## Data
━━━━━━━━

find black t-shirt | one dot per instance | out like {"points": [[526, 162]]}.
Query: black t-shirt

━━━━━━━━

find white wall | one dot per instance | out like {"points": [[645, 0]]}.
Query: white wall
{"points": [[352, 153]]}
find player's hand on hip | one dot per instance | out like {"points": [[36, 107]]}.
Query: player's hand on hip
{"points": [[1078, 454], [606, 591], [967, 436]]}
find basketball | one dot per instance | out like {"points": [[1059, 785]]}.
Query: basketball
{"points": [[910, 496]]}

━━━━━━━━

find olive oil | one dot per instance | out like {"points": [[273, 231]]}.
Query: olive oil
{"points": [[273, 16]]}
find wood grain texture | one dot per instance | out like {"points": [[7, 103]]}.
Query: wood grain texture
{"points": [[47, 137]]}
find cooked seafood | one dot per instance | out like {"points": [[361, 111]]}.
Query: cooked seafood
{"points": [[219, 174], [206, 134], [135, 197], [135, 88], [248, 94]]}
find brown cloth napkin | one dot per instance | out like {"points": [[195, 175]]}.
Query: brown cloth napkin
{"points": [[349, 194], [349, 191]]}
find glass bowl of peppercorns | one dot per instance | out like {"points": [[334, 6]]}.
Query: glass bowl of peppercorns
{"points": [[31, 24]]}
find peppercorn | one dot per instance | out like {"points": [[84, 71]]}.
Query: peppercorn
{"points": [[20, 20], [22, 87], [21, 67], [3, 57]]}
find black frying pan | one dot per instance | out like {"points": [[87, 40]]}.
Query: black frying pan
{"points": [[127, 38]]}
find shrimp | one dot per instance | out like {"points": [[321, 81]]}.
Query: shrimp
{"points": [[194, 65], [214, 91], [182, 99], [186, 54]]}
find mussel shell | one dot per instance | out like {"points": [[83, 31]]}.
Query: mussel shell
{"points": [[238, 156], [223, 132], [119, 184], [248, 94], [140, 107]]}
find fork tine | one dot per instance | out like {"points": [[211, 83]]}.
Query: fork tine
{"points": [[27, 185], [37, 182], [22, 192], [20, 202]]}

━━━━━━━━

## Exercise aim
From the records above, copy only the lines starting with the line that holds "Query: cooked seafood" and going on through the line that holds "find fork tine", exactly as written.

## Result of this task
Query: cooked seafood
{"points": [[219, 174], [206, 134], [135, 197], [135, 88], [248, 94]]}
find brown cloth napkin | one dot per instance | out like {"points": [[195, 175]]}.
Query: brown cloth napkin
{"points": [[349, 194], [349, 191]]}
find glass bowl of peppercorns | one dot per instance | out like {"points": [[334, 6]]}.
Query: glass bowl of peppercorns
{"points": [[31, 24]]}
find peppercorn | one dot per instance | out like {"points": [[84, 71]]}.
Query: peppercorn
{"points": [[20, 20], [22, 87], [21, 67], [3, 57]]}
find black frying pan | one dot per instance | out like {"points": [[87, 40]]}.
Query: black frying pan
{"points": [[127, 38]]}
find shrimp | one dot per instance | out like {"points": [[321, 81]]}.
Query: shrimp
{"points": [[194, 65], [214, 91], [182, 99], [186, 54]]}
find mussel shell | one dot per instance | out like {"points": [[83, 31]]}.
Query: mussel shell
{"points": [[238, 156], [223, 132], [119, 184], [248, 94], [140, 107]]}
find fork tine | one dot per instance | out like {"points": [[211, 83]]}.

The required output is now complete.